TEXT SHOWN:
-- BEGIN --

Additional information
Publisher’s note
Springer Nature remains neutral with regard to jurisdictional claims in published maps and institutional affiliations.
A Appendix
A Appendix
1.1 A.1 Supplementary material 1
Proofs A.1, A.2, A.3, A.4, A.5, A.6, A.7 and A.8 give the proof process of lemmas 4.2, 4.3, 4.4, 4.5, 4.6, 4.7, 4.8 and 4.9, respectively.
Proof A.1
From definition 3.4, we can see that values of corresponding elements in χ and \({\chi _{({n_0})}}\) are equal. According to the definition of Frobenius norm 3.3, the sum of squares of elements in χ and \({\chi _{({n_0})}}\) is equal. That is \(\left \| \chi \right \|_F^2 = \left \| {{\chi _{({n_0})}}} \right \|_F^2\).
Proof A.2
Let C = ATA, \(C \in {\mathbb {R}^{J \times J}}\). According to the rule of matrix multiplication, we can obtain that \({C_{ij}} = \sum \limits _{p = 1}^I {A_{ip}^T{A_{pj}}} = \sum \limits _{p = 1}^I {{A_{pi}}{A_{pj}}} \). Based on the definition of the trace norm 3.1, we get that \(Trace(C) = \sum \limits _{j = 1}^J {{C_{jj}}} \). That is \(Trace(C) = \sum \limits _{j = 1}^J {\sum \limits _{p = 1}^I {A_{pj}^2} } \). From the definition of Frobenius norm 3.3, we obtain that \(\left \| A \right \|_F^2 = \sum \limits _{p = 1}^I {\sum \limits _{j = 1}^J {A_{pj}^2} } \). Thus, \(\left \| A \right \|_F^2 = Trace({A^T}A)\).

-- END --

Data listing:
-- BEGIN --

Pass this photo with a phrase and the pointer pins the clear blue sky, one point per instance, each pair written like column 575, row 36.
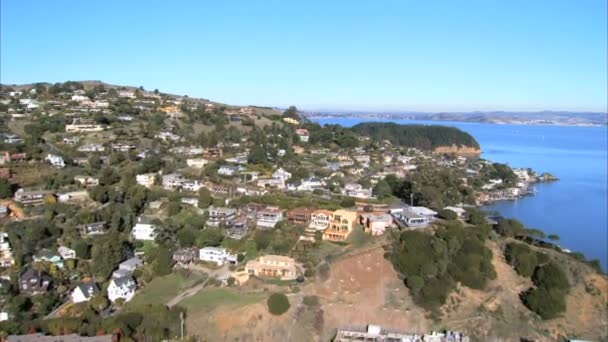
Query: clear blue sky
column 373, row 55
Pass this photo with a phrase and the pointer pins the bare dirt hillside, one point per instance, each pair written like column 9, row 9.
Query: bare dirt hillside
column 362, row 288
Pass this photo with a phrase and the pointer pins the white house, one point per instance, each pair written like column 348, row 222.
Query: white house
column 84, row 292
column 143, row 230
column 197, row 163
column 121, row 288
column 55, row 160
column 146, row 179
column 281, row 174
column 66, row 253
column 213, row 254
column 229, row 170
column 269, row 217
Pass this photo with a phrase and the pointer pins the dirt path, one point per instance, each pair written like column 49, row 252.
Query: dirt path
column 193, row 290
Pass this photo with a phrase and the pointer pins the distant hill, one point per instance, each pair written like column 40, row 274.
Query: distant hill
column 418, row 136
column 494, row 117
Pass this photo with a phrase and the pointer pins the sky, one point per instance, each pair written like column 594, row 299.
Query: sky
column 515, row 55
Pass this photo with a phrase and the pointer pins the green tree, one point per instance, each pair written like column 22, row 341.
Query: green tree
column 382, row 189
column 204, row 198
column 278, row 304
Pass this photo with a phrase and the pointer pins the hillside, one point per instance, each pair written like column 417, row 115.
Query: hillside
column 418, row 136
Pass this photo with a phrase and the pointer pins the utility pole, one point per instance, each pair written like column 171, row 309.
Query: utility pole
column 181, row 318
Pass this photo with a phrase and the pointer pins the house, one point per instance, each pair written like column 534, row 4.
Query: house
column 123, row 287
column 6, row 254
column 281, row 174
column 275, row 266
column 91, row 148
column 458, row 210
column 427, row 213
column 84, row 292
column 299, row 216
column 237, row 228
column 144, row 229
column 95, row 228
column 184, row 256
column 214, row 254
column 220, row 215
column 229, row 170
column 172, row 181
column 47, row 255
column 86, row 181
column 357, row 191
column 31, row 197
column 303, row 134
column 55, row 160
column 197, row 163
column 66, row 253
column 411, row 218
column 319, row 219
column 82, row 126
column 33, row 282
column 308, row 184
column 126, row 93
column 270, row 182
column 131, row 264
column 375, row 223
column 269, row 217
column 341, row 224
column 251, row 190
column 146, row 179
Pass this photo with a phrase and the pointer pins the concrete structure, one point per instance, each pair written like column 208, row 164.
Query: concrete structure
column 214, row 254
column 275, row 266
column 84, row 292
column 341, row 224
column 121, row 288
column 143, row 229
column 319, row 219
column 269, row 217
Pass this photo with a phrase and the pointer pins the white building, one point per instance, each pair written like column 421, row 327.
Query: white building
column 84, row 292
column 55, row 160
column 121, row 288
column 197, row 163
column 66, row 253
column 146, row 179
column 269, row 217
column 281, row 174
column 214, row 254
column 143, row 230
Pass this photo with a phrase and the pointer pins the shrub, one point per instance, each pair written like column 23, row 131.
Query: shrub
column 447, row 214
column 278, row 304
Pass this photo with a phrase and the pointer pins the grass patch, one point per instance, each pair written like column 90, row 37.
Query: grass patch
column 162, row 289
column 210, row 298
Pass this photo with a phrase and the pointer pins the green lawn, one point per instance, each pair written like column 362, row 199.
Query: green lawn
column 209, row 298
column 162, row 289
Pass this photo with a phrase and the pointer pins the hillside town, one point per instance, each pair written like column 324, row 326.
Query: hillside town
column 106, row 189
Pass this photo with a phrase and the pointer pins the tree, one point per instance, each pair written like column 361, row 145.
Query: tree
column 204, row 198
column 447, row 214
column 382, row 189
column 99, row 303
column 278, row 304
column 347, row 202
column 6, row 189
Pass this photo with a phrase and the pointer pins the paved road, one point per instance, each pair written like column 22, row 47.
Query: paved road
column 222, row 272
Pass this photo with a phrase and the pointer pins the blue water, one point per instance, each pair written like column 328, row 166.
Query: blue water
column 576, row 206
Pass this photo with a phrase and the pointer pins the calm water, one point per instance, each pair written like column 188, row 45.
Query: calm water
column 576, row 206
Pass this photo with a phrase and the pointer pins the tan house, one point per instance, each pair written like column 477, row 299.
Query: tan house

-- END --

STATED EXERCISE A:
For each statement, answer yes or no according to the appendix, and quote the words that decide it: (i) Proof A.2 gives the proof of lemma 4.3; (ii) the trace norm is given as definition 3.3; (iii) Springer Nature takes a position on jurisdictional claims in published maps.
STATED EXERCISE B:
According to the appendix, what is the number of the definition of the Frobenius norm?
The lines in the data listing have no connection to the appendix.

FULL SOLUTION A:
(i) Yes: "Proofs A.1, A.2, A.3, A.4, A.5, A.6, A.7 and A.8 give the proof process of lemmas 4.2, 4.3, 4.4, 4.5, 4.6, 4.7, 4.8 and 4.9, respectively."
(ii) No: "Based on the definition of the trace norm 3.1"
(iii) No: "Springer Nature remains neutral with regard to jurisdictional claims in published maps and institutional affiliations."

FULL SOLUTION B:
The Frobenius norm is definition 3.3.